> **Direction**: Set every line down exactly, from the one that has "Please indicate the woman's hand" through the final one, and keep the pictures out.
## start Exercise material
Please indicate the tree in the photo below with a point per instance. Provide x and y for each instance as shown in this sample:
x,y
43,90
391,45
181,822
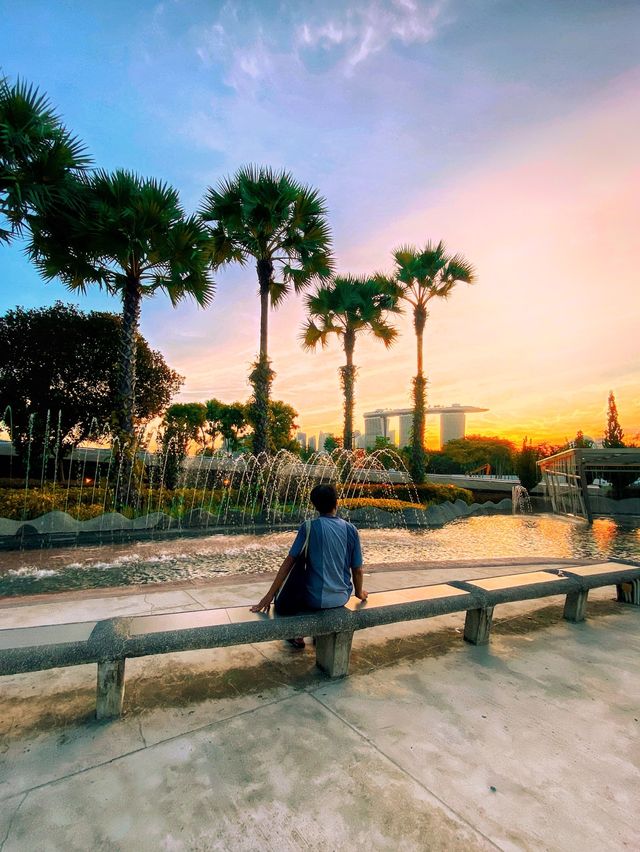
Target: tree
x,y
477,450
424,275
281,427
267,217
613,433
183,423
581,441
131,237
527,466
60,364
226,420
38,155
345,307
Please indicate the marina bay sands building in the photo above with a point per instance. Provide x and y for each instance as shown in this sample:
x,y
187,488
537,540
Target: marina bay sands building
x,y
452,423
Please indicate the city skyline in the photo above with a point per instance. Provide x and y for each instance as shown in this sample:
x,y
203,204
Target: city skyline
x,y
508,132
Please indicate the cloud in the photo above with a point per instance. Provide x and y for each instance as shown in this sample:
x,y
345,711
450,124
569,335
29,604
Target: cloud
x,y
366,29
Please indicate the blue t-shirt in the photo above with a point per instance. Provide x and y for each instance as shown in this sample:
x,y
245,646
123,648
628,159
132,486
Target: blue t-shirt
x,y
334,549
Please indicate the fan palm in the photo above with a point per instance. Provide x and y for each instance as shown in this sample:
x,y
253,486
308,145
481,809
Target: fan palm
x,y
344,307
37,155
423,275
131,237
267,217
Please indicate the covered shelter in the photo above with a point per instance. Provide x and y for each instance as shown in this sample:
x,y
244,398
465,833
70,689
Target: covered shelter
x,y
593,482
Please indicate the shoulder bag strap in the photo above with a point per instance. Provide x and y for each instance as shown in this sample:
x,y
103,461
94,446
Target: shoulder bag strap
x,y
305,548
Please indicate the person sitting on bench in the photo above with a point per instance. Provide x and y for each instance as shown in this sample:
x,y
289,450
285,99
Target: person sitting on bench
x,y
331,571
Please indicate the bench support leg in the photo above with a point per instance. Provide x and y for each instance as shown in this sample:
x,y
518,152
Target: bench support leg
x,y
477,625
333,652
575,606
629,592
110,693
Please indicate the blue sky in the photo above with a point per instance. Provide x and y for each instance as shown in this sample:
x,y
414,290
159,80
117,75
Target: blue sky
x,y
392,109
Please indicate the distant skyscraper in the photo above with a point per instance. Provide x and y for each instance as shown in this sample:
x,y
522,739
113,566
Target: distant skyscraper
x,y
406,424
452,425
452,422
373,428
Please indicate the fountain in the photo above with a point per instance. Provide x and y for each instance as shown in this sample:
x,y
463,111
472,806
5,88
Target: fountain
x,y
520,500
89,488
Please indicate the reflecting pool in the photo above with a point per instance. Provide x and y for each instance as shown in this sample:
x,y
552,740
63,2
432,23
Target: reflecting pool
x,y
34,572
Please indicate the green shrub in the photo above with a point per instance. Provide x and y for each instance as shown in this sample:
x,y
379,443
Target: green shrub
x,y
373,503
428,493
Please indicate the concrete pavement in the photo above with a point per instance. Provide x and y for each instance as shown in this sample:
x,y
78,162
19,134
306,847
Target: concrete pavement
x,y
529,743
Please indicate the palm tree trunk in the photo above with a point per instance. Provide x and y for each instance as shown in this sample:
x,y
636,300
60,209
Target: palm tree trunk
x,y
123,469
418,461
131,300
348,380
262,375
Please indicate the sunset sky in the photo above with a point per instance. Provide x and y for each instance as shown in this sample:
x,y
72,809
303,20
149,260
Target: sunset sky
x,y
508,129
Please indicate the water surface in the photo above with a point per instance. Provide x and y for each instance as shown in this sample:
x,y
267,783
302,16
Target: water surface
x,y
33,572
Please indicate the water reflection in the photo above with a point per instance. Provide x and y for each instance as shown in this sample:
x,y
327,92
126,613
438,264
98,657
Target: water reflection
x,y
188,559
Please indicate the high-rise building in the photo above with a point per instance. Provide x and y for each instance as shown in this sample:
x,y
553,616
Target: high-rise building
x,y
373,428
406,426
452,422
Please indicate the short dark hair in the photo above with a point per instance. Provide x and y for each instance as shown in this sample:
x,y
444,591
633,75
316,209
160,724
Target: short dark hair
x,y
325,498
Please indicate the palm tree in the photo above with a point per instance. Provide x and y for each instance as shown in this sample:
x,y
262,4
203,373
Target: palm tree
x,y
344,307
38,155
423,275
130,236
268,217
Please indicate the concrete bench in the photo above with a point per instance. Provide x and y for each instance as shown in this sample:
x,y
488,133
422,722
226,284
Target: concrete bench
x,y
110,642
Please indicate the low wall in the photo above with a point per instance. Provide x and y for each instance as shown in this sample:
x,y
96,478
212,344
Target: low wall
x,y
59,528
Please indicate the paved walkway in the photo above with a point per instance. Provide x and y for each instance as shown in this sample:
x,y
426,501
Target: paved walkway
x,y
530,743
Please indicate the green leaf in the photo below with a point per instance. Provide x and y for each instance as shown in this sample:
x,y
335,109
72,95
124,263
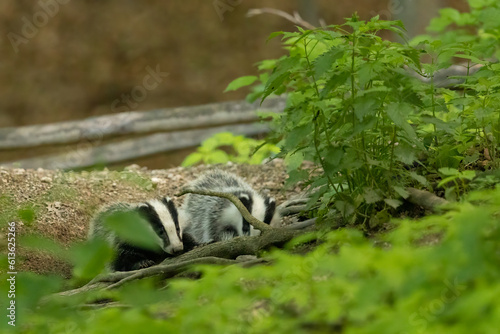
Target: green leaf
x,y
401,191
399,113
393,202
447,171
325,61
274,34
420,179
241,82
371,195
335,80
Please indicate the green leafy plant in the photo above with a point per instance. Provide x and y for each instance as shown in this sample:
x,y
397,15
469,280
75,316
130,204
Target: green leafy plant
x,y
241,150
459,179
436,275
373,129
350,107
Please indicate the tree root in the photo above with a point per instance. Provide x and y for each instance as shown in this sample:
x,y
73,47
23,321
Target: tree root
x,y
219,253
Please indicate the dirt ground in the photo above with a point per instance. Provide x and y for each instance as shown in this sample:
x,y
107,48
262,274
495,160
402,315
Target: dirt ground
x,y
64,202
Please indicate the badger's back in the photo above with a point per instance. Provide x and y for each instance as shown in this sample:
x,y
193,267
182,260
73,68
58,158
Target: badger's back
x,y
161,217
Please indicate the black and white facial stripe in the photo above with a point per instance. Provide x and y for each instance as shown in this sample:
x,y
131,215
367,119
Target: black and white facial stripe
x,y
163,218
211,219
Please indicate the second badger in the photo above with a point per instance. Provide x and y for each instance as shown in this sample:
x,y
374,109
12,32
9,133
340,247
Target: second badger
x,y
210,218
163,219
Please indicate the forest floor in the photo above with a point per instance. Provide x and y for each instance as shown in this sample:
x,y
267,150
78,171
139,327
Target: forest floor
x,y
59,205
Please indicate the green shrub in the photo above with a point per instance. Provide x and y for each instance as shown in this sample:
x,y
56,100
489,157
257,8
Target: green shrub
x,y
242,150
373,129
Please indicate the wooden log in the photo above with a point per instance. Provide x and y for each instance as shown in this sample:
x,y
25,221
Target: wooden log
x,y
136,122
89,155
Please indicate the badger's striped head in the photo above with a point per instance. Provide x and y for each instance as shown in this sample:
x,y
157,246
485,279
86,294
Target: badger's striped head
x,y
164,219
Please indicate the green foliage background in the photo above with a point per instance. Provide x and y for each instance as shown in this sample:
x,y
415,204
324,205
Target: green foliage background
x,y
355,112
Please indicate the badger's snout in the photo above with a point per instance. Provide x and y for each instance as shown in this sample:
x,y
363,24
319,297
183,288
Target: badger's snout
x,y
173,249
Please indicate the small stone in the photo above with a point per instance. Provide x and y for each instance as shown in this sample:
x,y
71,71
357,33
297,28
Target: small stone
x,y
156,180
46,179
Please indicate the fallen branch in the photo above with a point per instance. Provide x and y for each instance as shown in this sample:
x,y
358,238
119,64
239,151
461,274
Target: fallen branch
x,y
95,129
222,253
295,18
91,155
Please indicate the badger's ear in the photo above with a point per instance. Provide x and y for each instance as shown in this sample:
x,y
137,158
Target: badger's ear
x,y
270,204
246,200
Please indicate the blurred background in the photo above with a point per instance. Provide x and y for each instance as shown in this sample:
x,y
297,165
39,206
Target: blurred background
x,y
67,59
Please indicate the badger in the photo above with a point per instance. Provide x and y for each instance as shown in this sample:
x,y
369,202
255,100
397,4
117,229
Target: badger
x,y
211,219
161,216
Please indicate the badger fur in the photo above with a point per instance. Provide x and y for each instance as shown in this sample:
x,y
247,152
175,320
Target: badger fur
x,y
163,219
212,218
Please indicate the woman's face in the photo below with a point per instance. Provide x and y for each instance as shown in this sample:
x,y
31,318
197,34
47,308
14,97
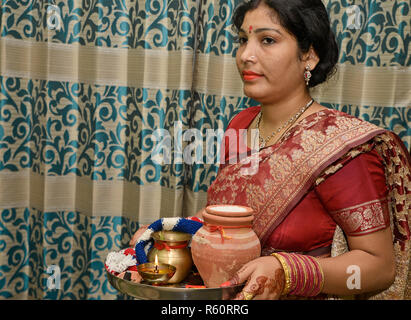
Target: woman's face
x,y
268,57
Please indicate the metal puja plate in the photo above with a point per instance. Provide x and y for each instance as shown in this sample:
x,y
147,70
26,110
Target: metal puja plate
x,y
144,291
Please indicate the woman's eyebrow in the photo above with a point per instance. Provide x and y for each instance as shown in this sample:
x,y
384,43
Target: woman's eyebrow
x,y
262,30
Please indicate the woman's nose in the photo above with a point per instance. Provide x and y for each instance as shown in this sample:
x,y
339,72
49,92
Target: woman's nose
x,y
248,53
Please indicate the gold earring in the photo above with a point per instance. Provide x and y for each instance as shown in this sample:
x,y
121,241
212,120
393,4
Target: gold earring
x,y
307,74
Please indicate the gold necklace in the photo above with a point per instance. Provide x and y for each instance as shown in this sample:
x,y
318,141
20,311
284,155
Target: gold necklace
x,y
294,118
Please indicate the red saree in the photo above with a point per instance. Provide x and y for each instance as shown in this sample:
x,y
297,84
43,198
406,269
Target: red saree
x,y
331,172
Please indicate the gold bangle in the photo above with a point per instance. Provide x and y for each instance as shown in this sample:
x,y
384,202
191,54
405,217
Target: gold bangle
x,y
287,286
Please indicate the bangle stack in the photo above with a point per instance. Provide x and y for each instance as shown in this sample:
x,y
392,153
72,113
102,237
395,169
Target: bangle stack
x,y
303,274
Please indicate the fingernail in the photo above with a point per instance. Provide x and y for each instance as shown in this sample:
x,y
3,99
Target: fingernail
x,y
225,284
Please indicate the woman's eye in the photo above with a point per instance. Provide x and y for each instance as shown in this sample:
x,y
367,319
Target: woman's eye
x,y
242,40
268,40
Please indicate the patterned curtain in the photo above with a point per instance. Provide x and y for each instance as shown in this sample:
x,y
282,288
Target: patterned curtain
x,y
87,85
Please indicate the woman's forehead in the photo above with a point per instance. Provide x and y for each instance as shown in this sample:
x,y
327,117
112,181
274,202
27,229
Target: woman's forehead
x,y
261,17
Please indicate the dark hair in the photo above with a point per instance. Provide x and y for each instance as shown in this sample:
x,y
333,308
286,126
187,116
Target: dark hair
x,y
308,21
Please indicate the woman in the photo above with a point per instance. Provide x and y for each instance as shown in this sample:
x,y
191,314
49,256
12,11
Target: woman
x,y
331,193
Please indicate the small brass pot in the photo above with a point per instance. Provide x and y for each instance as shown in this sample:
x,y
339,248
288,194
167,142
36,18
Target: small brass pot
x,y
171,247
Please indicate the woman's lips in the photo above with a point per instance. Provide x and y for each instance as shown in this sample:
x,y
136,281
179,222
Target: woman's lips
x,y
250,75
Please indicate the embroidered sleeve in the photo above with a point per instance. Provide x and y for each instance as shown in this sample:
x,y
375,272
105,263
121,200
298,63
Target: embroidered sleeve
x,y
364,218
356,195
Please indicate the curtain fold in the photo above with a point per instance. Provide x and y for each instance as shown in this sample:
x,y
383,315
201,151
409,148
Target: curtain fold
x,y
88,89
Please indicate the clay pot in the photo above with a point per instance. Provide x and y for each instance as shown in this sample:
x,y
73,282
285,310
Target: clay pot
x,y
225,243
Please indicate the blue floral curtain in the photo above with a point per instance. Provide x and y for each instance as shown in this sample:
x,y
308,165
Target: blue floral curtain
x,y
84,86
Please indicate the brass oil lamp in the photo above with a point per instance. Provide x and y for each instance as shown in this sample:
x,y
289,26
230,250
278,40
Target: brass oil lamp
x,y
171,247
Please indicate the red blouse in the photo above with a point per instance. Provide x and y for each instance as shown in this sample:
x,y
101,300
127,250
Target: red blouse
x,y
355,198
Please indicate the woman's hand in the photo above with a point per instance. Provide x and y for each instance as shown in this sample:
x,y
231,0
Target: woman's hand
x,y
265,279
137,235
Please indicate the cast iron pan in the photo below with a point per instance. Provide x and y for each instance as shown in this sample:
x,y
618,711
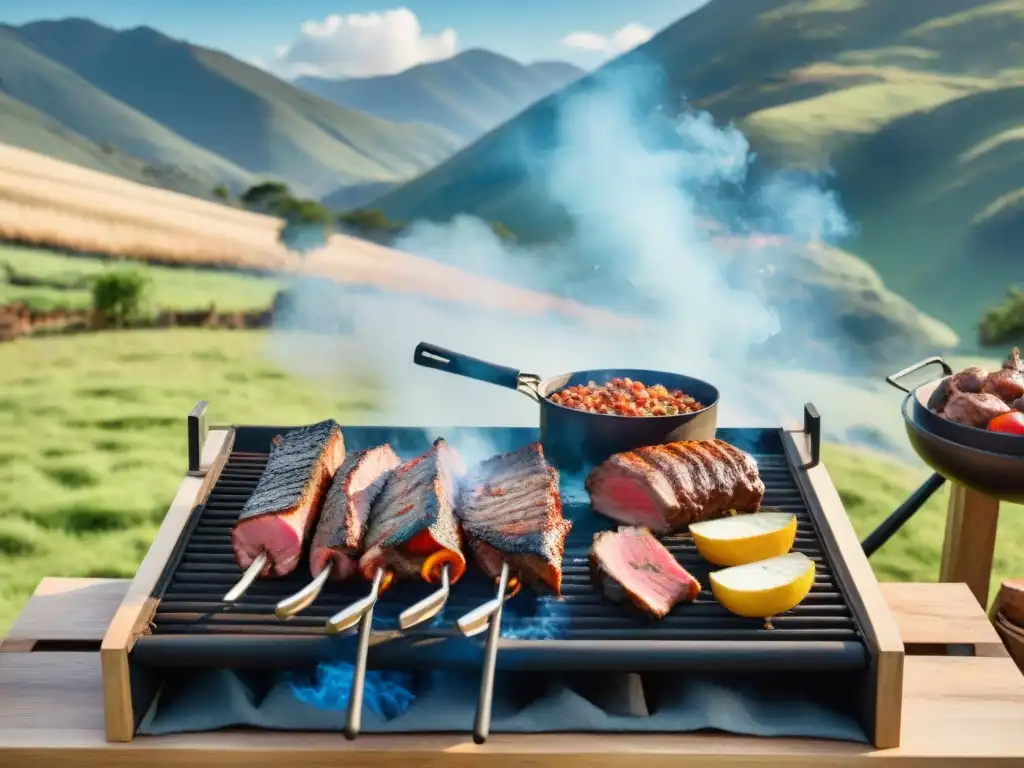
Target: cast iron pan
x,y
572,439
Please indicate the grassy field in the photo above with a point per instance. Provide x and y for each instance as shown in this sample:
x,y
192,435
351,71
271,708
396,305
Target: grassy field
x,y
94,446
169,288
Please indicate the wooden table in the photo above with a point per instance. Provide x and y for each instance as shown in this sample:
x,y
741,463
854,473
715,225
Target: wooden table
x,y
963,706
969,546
## end Exercise material
> **Final answer**:
Please indicate the woman's hand in the photo above with a point per instance. Provide x and y for each instance as shown in this sample:
x,y
231,0
Target: woman's hand
x,y
265,279
137,235
Please indicate the cast iron pan in the photo below with a point per instance. Provide x and y for each instance as shown in this sample:
x,y
618,711
Target: cast iron pan
x,y
572,439
Please indicate the grassy field in the photo above with a point per instance. Provide x and y for each instance as shown in this sample:
x,y
192,435
351,71
271,708
396,305
Target: grassy field
x,y
94,446
169,288
Please indicate the wooden table in the photo above with a point per instance. Provide x and y for each instance as shown in this sample:
x,y
741,463
854,473
715,225
Target: wooden table
x,y
963,706
969,546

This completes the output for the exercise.